TASK
Working from the line that contains "Reviewer note: check that each instance of the camo pattern" down to the last line below, repeat each line exactly.

Point labeling examples
○ ○ ○

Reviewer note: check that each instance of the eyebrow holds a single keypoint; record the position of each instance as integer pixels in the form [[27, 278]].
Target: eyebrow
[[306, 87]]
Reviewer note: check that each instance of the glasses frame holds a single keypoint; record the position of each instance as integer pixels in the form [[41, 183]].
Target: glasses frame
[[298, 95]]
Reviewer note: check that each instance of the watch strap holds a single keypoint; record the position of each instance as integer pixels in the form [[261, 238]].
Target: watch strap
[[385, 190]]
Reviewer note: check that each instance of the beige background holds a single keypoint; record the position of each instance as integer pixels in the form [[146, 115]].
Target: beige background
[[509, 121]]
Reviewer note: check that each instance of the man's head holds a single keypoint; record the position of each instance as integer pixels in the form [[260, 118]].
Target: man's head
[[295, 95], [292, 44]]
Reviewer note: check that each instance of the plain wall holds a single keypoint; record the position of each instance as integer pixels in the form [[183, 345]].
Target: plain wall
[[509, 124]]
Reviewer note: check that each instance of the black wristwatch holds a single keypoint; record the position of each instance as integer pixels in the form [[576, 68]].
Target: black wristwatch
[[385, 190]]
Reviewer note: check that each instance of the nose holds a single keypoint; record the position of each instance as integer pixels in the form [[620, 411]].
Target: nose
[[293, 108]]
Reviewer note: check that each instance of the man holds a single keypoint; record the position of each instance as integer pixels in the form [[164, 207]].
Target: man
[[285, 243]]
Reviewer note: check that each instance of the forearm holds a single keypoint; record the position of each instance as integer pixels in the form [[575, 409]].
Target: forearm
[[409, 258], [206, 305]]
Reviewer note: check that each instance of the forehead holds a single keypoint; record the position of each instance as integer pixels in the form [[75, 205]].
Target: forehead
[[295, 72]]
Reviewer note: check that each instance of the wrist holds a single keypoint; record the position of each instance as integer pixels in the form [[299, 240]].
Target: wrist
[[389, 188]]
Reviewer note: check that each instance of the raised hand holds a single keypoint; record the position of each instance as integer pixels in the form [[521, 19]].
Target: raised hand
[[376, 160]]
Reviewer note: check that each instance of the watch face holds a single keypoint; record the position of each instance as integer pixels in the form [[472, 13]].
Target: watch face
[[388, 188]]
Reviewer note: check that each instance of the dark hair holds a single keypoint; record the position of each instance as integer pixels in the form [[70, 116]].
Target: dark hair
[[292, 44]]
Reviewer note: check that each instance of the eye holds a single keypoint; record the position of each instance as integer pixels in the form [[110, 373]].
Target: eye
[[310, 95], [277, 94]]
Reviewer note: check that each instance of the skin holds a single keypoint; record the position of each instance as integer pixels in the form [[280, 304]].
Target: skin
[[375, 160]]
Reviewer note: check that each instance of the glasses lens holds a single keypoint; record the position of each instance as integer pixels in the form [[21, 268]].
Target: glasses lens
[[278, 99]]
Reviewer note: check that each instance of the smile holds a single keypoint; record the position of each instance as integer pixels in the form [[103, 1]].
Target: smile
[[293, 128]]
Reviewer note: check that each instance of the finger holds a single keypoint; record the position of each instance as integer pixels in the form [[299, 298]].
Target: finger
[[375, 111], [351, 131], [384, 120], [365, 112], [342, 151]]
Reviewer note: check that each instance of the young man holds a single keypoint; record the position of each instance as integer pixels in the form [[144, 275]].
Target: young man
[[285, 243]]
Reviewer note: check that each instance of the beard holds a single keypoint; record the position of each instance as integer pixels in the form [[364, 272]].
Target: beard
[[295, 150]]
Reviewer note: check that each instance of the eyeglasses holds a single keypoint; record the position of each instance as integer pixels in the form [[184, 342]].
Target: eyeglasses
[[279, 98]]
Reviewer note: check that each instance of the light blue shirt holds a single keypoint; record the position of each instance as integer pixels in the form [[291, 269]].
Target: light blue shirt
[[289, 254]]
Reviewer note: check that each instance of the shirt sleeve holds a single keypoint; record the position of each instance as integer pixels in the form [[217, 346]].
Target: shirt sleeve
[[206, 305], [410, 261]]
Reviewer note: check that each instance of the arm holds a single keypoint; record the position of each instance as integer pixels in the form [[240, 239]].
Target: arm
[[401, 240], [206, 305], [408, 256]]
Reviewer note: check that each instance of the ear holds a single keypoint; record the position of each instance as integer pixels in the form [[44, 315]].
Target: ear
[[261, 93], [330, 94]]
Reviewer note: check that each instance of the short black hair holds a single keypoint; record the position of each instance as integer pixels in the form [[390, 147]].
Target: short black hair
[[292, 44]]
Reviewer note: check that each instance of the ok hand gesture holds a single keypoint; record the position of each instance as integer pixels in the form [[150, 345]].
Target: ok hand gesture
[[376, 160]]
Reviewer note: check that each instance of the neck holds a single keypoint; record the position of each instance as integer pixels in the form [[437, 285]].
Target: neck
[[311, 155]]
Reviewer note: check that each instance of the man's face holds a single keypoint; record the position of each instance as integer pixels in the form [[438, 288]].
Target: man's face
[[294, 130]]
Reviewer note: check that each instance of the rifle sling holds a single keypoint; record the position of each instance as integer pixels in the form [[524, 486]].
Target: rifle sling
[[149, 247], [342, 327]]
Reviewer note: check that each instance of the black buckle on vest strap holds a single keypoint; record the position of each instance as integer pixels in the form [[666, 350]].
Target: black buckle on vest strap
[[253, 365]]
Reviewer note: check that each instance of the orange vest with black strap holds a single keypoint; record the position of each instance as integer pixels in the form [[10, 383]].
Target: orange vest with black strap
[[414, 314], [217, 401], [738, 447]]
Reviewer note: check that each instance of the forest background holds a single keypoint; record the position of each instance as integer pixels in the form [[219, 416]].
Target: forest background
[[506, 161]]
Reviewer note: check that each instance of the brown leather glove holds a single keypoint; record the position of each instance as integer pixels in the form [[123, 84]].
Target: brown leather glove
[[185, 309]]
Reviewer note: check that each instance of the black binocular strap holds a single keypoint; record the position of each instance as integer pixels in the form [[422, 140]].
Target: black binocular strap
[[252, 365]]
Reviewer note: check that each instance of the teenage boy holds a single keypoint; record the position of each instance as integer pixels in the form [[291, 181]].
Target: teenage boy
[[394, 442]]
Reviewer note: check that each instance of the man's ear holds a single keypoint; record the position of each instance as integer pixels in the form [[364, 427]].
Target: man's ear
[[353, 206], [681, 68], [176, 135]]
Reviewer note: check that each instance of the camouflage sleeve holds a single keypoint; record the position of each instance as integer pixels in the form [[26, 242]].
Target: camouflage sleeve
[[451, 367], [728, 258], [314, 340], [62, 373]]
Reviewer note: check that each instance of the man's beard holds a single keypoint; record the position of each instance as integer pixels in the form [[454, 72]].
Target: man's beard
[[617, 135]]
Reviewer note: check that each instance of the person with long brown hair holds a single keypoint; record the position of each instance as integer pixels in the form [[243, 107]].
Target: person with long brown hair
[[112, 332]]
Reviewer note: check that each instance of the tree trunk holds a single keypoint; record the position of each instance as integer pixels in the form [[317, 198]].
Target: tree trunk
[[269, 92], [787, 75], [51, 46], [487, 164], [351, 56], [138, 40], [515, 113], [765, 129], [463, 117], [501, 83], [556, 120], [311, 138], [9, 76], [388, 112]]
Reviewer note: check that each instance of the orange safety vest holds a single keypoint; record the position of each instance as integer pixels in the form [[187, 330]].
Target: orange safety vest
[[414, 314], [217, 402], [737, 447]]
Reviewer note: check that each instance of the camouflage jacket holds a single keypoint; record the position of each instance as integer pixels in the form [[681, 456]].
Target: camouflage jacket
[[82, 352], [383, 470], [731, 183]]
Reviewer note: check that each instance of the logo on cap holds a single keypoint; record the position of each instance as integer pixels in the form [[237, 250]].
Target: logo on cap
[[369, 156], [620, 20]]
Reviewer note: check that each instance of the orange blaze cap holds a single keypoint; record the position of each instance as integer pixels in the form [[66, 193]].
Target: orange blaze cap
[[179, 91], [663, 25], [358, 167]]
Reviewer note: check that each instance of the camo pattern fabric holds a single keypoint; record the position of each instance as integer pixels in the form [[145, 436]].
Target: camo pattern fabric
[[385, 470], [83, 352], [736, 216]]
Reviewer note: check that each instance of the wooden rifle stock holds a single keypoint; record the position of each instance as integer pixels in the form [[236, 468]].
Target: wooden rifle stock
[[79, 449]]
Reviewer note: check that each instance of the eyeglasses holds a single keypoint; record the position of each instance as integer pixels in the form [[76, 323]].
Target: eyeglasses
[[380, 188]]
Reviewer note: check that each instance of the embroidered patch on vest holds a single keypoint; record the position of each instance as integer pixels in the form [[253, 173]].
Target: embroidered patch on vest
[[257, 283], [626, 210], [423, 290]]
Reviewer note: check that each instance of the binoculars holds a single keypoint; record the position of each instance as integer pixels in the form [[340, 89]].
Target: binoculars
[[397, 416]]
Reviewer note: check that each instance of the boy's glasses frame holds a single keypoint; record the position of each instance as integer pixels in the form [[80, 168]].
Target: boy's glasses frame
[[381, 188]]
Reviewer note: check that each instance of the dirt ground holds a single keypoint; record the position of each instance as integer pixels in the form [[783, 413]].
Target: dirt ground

○ ○ ○

COMPLETED EXERCISE
Reviewer note: check that each instance of the camo pattern fabric holds a single keypoint; record the position of each instance as integer pixels in the form [[145, 436]].
Target: camo pattern fabric
[[385, 470], [83, 352], [736, 216]]
Reviewer note: check that each instance of the wooden rifle stock holds a single keypoint; record the position of each instance as integer pixels in the form [[236, 468]].
Target: wooden rifle stock
[[79, 449]]
Reviewer note: check that each instance of the eyeglasses holds a single keypoint; record the position of each instance as integer pixels in the form [[76, 323]].
Target: eyeglasses
[[380, 188]]
Reviewer note: check that each instance of the embroidered patch on vest holds a single keypoint; record the position of each instance as integer pixels in the form [[253, 173]].
Target: embroidered patch on vest
[[257, 283], [626, 210], [423, 290]]
Reviewer note: check that each instance of the binoculars holds a single keypoint; record the position of each instance as integer pixels in the form [[340, 89]].
Target: binoculars
[[397, 416]]
Reviewer note: check that each instance of the boy's glasses frame holds a single keypoint; record the position of each instance as integer pixels in the form [[80, 168]].
Target: boy's glasses frame
[[381, 188]]
Reviewer note: check that each instance of the dirt ground holds a single keypoint; record the position of each instance as integer pixels in the form [[783, 413]].
Target: dirt ground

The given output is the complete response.